**Problem details**: Lay out the data below as a Markdown table with one row per line, skipping blank lines. Use the column headers No. and Line, where No. is the row number and Line is that line's text.

**Data for processing**:

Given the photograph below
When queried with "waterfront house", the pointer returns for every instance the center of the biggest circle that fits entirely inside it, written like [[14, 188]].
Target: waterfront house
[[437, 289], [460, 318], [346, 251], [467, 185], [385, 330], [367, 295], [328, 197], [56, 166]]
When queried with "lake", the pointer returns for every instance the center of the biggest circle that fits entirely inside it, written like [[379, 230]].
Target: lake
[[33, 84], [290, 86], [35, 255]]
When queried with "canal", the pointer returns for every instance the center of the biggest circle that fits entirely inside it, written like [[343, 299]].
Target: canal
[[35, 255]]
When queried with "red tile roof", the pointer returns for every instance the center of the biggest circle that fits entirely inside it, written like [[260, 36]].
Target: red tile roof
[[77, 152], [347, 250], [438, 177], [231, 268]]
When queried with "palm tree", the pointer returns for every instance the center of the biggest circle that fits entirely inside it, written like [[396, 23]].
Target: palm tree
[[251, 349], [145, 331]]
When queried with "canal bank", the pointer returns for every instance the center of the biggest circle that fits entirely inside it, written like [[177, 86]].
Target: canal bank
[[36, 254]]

**Answer for the task**:
| No. | Line |
|---|---|
| 1 | Given the photograph below |
| 2 | When queried with "waterfront house", the pointer returns for every instance the center of the biggest circle that fits entirely inside it, written like [[14, 188]]. |
| 3 | Target: waterfront house |
| 4 | [[437, 289], [460, 318], [346, 251], [467, 185], [385, 330], [367, 295], [328, 197], [56, 166]] |
| 5 | When queried with "lake", the pointer returns for every instance the center of the biggest circle that fits entirely inside it, written like [[379, 230]]. |
| 6 | Target: lake |
| 7 | [[33, 84], [290, 86], [35, 255]] |
| 8 | When queried with "canal", the pointer returns for every instance the center of the biggest circle that fits entirely inside it, written like [[343, 299]]. |
| 9 | Target: canal |
| 10 | [[35, 255]] |
| 11 | When queried with "red tile roof", the pointer returns for every instance the center of the biggest circle that fits entirely inside it, written like [[260, 36]]. |
| 12 | Target: red tile roof |
| 13 | [[77, 152], [347, 250], [438, 177], [231, 268]] |
| 14 | When queried with "palm tree", the pointer returns for every instance the center of the biggest circle that fits entirely inside it, written like [[396, 23]]. |
| 15 | Target: palm tree |
| 16 | [[251, 349], [145, 331]] |
| 17 | When queried with "canal bank", the pointer returns for every instance the center of the biggest circle that fits entirely inside it, written like [[177, 86]]. |
| 18 | Target: canal bank |
| 19 | [[36, 254]] |